-- QUOTED PASSAGE follows --

I don't believe what we are doing is any good for ourselves or the planet, but also don't believe by using emotive words such as emergency or scaring people, is actually good policy or going to end up with good results. 

The world is suddenly not going to blow up.  Yes some small islands / low lying / coastal areas will disappear, some areas won't be able to grow crops we have been able to in the past, and some new areas will grow crops they haven't been able to, but as in the past, humans have migrated around the world to "areas better adapted to human existence".  

 

I believe the following are mostly fact (Most of this can be found on mainstream reputable websites such as NASA, National Geographic, Universities etc):

  1. The earth has been under a constant climate change since its first days. 
  2. OUR Recorded average temperatures and sea levels are from such a small part of the earths life, so do not reflect the earths actual average (over its lifetime)
  3. The world has been warmer in the past than present day.

-- QUOTED PASSAGE concluded --

• USING THE INFORMATION
- 1) In the post on climate change, repeat word for word the part that opens with the words containing "The world is" and closes with "(over its lifetime)".
- 2) In the post on climate change, which mainstream websites does the writer name as sources for the facts listed?
- 3) Carry the post on climate change further from where it stops.

-- DATA FOR ANALYSIS follows --

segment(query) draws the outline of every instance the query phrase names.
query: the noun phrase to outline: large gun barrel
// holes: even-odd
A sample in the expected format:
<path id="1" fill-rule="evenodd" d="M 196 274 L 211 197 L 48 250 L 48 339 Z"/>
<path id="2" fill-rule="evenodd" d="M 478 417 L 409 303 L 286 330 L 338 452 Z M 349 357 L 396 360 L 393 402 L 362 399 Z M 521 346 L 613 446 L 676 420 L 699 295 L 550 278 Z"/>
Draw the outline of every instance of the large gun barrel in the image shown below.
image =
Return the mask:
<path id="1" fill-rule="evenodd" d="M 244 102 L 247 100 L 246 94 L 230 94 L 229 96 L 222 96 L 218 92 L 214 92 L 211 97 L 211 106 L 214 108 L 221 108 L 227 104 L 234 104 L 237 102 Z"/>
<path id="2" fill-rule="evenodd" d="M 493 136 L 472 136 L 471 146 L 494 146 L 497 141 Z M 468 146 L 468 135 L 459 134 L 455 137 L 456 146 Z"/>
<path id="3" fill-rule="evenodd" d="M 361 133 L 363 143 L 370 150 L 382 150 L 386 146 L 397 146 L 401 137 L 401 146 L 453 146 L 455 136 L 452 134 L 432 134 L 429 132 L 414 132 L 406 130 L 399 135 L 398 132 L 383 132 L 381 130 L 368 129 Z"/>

-- DATA FOR ANALYSIS concluded --

• ANSWERS FOR EACH ITEM
- 1)
The world is suddenly not going to blow up.  Yes some small islands / low lying / coastal areas will disappear, some areas won't be able to grow crops we have been able to in the past, and some new areas will grow crops they haven't been able to, but as in the past, humans have migrated around the world to "areas better adapted to human existence".  

 

I believe the following are mostly fact (Most of this can be found on mainstream reputable websites such as NASA, National Geographic, Universities etc):

  1. The earth has been under a constant climate change since its first days. 
  2. OUR Recorded average temperatures and sea levels are from such a small part of the earths life, so do not reflect the earths actual average (over its lifetime)

- 2) NASA, National Geographic and universities.

- 3)
  4. There has been more co2 in the past than present day.
  5. Sea levels have been higher in the past than present day.
  6. The earth pendulums between periods of Ice Ages / glacial periods and  interglacials periods. 
  7. Last Ice Age ended approx 12000 years ago.
  8. The earth was coming out of an Ice age and therefore heating long before Industrialisation.
  9. Even If we stopped all our co2 emissions today, the effects on the earth may not be noticed for a very long period (300 - 1000 years).
  10. There are many other factors apart from the Human made CO2 that can affect the earths temperatures.
  11. Co2 is good for plant growth.
  12. co2 has been at levels of 3000ppm and 9000ppm (depending on source).  Today it is 420ppm (i.e. Parts per million)
  13. Earth’s atmosphere is composed of about 78 percent nitrogen, 21 percent oxygen, 0.9 percent argon, and 0.1 percent other gases. Trace amounts of carbon dioxide, methane, water vapor, and neon are some of the other gases that make up the remaining 0.1 percent. 
  14. Coastal erosion (and in the high country / hills) has been happening since the beginning of time.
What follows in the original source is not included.